-- START --
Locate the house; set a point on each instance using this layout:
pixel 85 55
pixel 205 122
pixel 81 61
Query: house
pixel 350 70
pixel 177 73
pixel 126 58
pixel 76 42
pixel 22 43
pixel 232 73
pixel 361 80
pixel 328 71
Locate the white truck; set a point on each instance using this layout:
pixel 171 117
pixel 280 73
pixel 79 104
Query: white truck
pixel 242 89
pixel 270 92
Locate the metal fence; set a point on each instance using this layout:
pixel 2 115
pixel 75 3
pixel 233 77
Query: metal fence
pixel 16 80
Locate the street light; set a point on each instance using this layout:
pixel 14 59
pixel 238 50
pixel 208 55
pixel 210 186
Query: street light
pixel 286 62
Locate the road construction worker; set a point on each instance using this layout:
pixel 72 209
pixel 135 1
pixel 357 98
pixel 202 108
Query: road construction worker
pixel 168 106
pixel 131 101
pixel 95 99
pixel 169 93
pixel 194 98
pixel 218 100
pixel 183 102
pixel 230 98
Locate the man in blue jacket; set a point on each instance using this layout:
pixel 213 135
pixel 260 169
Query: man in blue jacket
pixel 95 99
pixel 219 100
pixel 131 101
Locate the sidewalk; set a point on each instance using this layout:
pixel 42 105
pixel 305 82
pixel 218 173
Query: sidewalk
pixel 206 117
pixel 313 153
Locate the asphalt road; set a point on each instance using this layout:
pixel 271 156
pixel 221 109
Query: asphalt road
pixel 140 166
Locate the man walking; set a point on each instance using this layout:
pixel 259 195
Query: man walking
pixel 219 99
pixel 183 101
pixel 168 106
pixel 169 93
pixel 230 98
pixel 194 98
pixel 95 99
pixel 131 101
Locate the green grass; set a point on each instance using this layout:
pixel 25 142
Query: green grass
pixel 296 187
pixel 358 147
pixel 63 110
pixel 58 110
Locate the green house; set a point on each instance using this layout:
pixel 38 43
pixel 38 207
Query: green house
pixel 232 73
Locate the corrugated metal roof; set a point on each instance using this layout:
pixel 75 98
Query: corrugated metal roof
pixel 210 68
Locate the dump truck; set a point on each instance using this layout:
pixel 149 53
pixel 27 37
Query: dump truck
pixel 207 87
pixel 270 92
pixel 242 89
-- END --
Transcribe all of the material above word for word, keeping every line in its original order and form.

Locate the house; set a point on each instance using this layout:
pixel 85 55
pixel 205 122
pixel 81 61
Query: house
pixel 350 70
pixel 177 73
pixel 126 58
pixel 76 42
pixel 22 43
pixel 232 73
pixel 361 80
pixel 328 71
Locate the white truck; set a point on each instance using this layout:
pixel 171 117
pixel 280 73
pixel 79 104
Query: white truck
pixel 242 89
pixel 270 92
Locate the metal fence; set a point on each instance using this layout:
pixel 2 115
pixel 75 3
pixel 233 77
Query: metal fence
pixel 16 80
Locate the street light; set a point on each instance using this layout:
pixel 14 59
pixel 238 50
pixel 208 55
pixel 210 186
Query: street light
pixel 286 62
Locate the road construction worker; set a point on each instance using this layout:
pixel 72 209
pixel 135 1
pixel 357 98
pixel 202 108
Query: road construction worker
pixel 168 106
pixel 131 101
pixel 95 99
pixel 169 93
pixel 194 98
pixel 218 100
pixel 183 102
pixel 230 98
Locate the man in blue jacket; set a point on each instance using this layout:
pixel 213 135
pixel 260 169
Query: man in blue jacket
pixel 95 99
pixel 219 100
pixel 131 101
Locate the sidewalk; set a point on each instance using this layout:
pixel 42 105
pixel 305 82
pixel 218 173
Query: sidewalk
pixel 206 117
pixel 313 153
Locate the asphalt road; set a point on each instance using this layout:
pixel 271 156
pixel 221 109
Query: asphalt road
pixel 140 166
Locate the man walking; set a point on each instance using this layout:
pixel 259 195
Query: man walking
pixel 219 99
pixel 183 101
pixel 168 106
pixel 169 93
pixel 230 98
pixel 194 98
pixel 95 99
pixel 131 101
Locate the green grass; set a point on each instance using this layout:
pixel 25 142
Query: green grass
pixel 296 187
pixel 358 147
pixel 63 110
pixel 58 110
Locate the green house; set a point on each instance using this layout:
pixel 38 43
pixel 38 207
Query: green house
pixel 232 73
Locate the corrugated metal roof; set a point on each instance using this layout:
pixel 75 98
Query: corrugated metal roof
pixel 210 68
Locate the dump truck; set a point on each instance using this layout:
pixel 149 53
pixel 27 37
Query: dump truck
pixel 207 87
pixel 270 92
pixel 242 89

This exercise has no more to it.